### STATED GOAL
Repeat each of the records below word for word, keeping them in the same order.

### GIVEN INFORMATION
------

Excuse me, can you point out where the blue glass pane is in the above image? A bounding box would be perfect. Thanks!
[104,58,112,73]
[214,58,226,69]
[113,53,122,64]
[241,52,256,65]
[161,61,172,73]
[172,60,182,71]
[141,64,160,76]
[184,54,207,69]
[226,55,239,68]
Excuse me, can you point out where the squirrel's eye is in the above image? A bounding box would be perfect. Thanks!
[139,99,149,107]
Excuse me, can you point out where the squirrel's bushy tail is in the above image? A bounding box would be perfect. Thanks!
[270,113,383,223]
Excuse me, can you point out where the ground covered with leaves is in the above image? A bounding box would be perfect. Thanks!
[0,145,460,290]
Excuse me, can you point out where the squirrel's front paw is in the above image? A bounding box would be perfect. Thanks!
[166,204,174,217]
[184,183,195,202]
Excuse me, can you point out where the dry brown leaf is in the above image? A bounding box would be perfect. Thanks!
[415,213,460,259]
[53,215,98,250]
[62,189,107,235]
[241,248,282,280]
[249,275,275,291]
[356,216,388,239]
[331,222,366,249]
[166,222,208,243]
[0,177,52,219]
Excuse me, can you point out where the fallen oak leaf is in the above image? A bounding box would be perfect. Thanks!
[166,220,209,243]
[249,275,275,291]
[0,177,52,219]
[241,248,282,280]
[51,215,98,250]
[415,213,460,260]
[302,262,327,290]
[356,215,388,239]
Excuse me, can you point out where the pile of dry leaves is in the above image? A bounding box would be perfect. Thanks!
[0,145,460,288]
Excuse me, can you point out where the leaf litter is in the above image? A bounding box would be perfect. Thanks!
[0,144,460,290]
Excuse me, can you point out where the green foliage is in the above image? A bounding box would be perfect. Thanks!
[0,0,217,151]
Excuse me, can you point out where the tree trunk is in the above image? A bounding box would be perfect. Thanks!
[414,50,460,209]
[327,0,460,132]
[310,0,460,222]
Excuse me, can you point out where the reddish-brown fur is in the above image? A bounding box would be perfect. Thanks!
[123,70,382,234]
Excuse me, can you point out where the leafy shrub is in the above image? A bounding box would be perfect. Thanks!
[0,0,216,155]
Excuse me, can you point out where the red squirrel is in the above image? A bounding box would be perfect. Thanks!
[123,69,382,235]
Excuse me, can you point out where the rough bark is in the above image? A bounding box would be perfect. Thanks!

------

### RIGHT ANSWER
Excuse me, can you point out where the blue glass pane is in the above image? A bounding box would be perfect. Thanks!
[104,58,112,73]
[214,58,226,69]
[113,53,122,64]
[241,52,256,65]
[161,61,172,73]
[172,60,182,71]
[141,64,160,76]
[184,54,207,69]
[226,55,239,68]
Excuse me, can you point out where the squirrel's eye is in the above image? A bounding box would be perfect. Thanks!
[139,99,149,107]
Excuse me, can you point out where the squirrel's bushy tail is in the above image? A bounding box would be perfect. Thanks!
[270,113,383,223]
Excuse me, can you point out where the ground covered with leaves is in the above image? A bounding box would be perfect. Thanks!
[0,145,460,290]
Excuse me, can you point out where the squirrel's front paw is in the above image? A bounding box would be perfect. Thanks!
[166,204,174,217]
[184,183,195,202]
Excuse me, can you point out where the dry brown leaf is in the above image? A bounding box would be perfect. Thanks!
[415,213,460,259]
[53,215,98,250]
[62,189,107,235]
[241,248,282,280]
[249,275,275,291]
[356,216,388,239]
[331,222,366,249]
[166,222,208,243]
[0,177,52,219]
Excuse me, can you point out where the fallen oak leaf is in the above image? A bounding box would be perfect. Thanks!
[166,220,209,243]
[249,275,275,291]
[0,177,52,219]
[241,248,282,280]
[51,215,98,250]
[415,213,460,260]
[302,262,327,290]
[356,215,388,239]
Excuse me, can you point out where the pile of dry leaves is in the above image? A bounding box would be perfect. Thanks!
[0,145,460,288]
Excuse me, can you point out where the leaf litter is in the above image? A bounding box would be perfect. Thanks!
[0,144,460,290]
Excuse me, can you point out where the green foliage is in the above image? A bounding box would be perfect. Thanks!
[0,0,217,151]
Excuse me, can you point out where the tree trunk is in the above image? A bounding box would be perfect. Thanks!
[414,50,460,209]
[327,0,460,132]
[310,0,460,222]
Excuse me, can you point out where the reddish-brown fur is in the above image? A bounding box would be perfect. Thanks!
[123,70,382,234]
Excuse me, can you point out where the leafy shrub is in the above image? A bounding box would be perfect. Thanks!
[0,0,216,155]
Excuse me, can you point out where the red squirrel is in the above image? A bounding box would be perfect. Thanks!
[123,69,382,235]
Excuse me, can you point out where the rough bark is in the above image? A bounding box would be perfect. Thanks!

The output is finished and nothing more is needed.